▶ **What to do**
Copy the entire listing exactly.

▶ **Records to process**
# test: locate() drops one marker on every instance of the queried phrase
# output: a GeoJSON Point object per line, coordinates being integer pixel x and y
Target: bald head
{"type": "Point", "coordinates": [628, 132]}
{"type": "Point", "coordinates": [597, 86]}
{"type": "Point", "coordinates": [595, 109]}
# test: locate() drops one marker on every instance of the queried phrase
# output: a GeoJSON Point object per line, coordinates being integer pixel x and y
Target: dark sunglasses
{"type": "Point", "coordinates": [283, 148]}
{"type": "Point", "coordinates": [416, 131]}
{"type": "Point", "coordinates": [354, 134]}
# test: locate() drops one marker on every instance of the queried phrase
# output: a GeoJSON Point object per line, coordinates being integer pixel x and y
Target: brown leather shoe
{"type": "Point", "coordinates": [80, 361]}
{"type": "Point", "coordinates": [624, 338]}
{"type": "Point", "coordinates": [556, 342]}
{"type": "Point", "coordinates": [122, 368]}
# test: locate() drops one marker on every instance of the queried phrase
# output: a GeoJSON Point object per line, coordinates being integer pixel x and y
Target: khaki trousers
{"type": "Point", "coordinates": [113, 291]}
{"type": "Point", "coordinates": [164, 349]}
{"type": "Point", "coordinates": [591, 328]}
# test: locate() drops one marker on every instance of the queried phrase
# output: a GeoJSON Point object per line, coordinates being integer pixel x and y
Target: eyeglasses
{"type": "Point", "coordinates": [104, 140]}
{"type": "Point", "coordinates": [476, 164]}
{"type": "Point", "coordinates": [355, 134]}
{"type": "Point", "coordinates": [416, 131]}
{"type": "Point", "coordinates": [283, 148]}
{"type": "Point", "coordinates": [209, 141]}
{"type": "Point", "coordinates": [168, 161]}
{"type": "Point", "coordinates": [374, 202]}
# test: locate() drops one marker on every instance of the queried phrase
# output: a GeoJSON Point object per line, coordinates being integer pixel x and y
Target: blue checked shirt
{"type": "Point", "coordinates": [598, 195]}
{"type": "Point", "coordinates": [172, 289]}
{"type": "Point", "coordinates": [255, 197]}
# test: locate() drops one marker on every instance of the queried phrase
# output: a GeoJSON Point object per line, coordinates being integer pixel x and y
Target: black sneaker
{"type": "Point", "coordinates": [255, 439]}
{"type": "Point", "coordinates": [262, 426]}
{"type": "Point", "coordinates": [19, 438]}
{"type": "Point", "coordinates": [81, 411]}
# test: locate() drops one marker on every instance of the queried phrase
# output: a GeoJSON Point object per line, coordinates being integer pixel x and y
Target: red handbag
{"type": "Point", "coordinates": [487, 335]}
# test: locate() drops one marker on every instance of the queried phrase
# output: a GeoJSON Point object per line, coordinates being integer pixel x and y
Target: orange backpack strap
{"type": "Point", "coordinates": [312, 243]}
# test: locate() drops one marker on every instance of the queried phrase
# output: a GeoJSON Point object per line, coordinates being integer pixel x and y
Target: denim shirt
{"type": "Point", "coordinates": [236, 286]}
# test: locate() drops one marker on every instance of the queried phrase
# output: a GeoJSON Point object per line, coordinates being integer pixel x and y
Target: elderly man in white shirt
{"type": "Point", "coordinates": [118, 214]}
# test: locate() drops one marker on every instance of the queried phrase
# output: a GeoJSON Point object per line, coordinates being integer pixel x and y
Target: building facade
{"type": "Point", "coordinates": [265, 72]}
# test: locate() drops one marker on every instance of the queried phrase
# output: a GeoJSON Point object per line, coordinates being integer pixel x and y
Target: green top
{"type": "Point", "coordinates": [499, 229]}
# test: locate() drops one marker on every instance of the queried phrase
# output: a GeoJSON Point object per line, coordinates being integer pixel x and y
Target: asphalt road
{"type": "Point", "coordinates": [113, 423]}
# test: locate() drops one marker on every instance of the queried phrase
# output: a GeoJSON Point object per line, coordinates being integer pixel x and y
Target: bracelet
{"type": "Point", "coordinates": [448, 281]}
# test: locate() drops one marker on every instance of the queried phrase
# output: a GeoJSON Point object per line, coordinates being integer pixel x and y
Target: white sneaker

▶ **Solution below**
# test: locate() drops one marker on every instance of the queried phrase
# output: a GeoJSON Point object per line, coordinates being integer pixel x and y
Target: bald head
{"type": "Point", "coordinates": [628, 132]}
{"type": "Point", "coordinates": [597, 86]}
{"type": "Point", "coordinates": [595, 109]}
# test: locate() drops one marker on every instance of the queried phrase
# output: a GeoJSON Point object per line, coordinates being integer pixel x and y
Target: dark sunglasses
{"type": "Point", "coordinates": [283, 148]}
{"type": "Point", "coordinates": [416, 131]}
{"type": "Point", "coordinates": [354, 134]}
# test: locate() drops one marker on every instance of the queried phrase
# output: a GeoJSON Point object per line, coordinates being integer pixel x and y
Target: brown leather shoe
{"type": "Point", "coordinates": [80, 361]}
{"type": "Point", "coordinates": [624, 338]}
{"type": "Point", "coordinates": [556, 342]}
{"type": "Point", "coordinates": [122, 368]}
# test: locate() drops one marker on every instance of the queried phrase
# output: a GeoJSON Point object per line, coordinates being integer pixel x and y
Target: khaki trousers
{"type": "Point", "coordinates": [113, 291]}
{"type": "Point", "coordinates": [164, 349]}
{"type": "Point", "coordinates": [591, 328]}
# test: locate() drops one marker on every instance of the queried phrase
# output: a GeoJSON Point object per line, coordinates being integer pixel x and y
Target: eyeglasses
{"type": "Point", "coordinates": [104, 140]}
{"type": "Point", "coordinates": [476, 164]}
{"type": "Point", "coordinates": [355, 134]}
{"type": "Point", "coordinates": [416, 131]}
{"type": "Point", "coordinates": [283, 148]}
{"type": "Point", "coordinates": [209, 141]}
{"type": "Point", "coordinates": [168, 161]}
{"type": "Point", "coordinates": [374, 202]}
# test: locate() drops one marker on every instance of the queried phrase
# output: a GeoJSON Point object per line, coordinates being integer pixel x and y
Target: blue checked shirt
{"type": "Point", "coordinates": [598, 195]}
{"type": "Point", "coordinates": [172, 289]}
{"type": "Point", "coordinates": [255, 197]}
# test: locate() drops one marker on every instance of the queried phrase
# output: a GeoJSON Point object per line, coordinates being integer pixel x and y
Target: black sneaker
{"type": "Point", "coordinates": [255, 439]}
{"type": "Point", "coordinates": [262, 426]}
{"type": "Point", "coordinates": [19, 438]}
{"type": "Point", "coordinates": [81, 411]}
# test: locate() drops one marker on every instance of the queried phrase
# output: a GeoJSON Point object per line, coordinates being integer pixel x and y
Target: red handbag
{"type": "Point", "coordinates": [487, 335]}
# test: locate() drops one marker on every instance of the queried phrase
# output: a GeoJSON Point object per line, coordinates being integer pixel x and y
Target: orange backpack strap
{"type": "Point", "coordinates": [312, 243]}
# test: locate() drops one marker on every instance of the queried phrase
# output: a GeoJSON Point object per line, coordinates being integer pixel x and y
Target: denim shirt
{"type": "Point", "coordinates": [236, 286]}
# test: locate() drops one marker on every instance of the queried phrase
# output: a GeoJSON Point object per line, coordinates being integer pixel x and y
Target: elderly man in white shirt
{"type": "Point", "coordinates": [118, 214]}
# test: locate() drops one marker on every instance of the queried phrase
# output: a GeoJSON Point object per line, coordinates being integer pixel x and y
Target: building facade
{"type": "Point", "coordinates": [265, 72]}
# test: locate() drops one marker on every instance of the queried phrase
# output: a GeoJSON Point object per line, coordinates being integer pixel x and y
Target: green top
{"type": "Point", "coordinates": [499, 229]}
# test: locate() drops one marker on every instance of the queried phrase
# output: a GeoJSON Point object per line, coordinates being integer pixel x and y
Target: asphalt road
{"type": "Point", "coordinates": [113, 423]}
# test: locate() drops one marker on every instance of the queried phrase
# output: a GeoJSON Point object per line, coordinates being integer pixel x and y
Target: bracelet
{"type": "Point", "coordinates": [448, 281]}
# test: locate() drops one marker on every instance of the queried phrase
# output: a GeoJSON Point object per line, coordinates being integer pixel x and y
Target: white sneaker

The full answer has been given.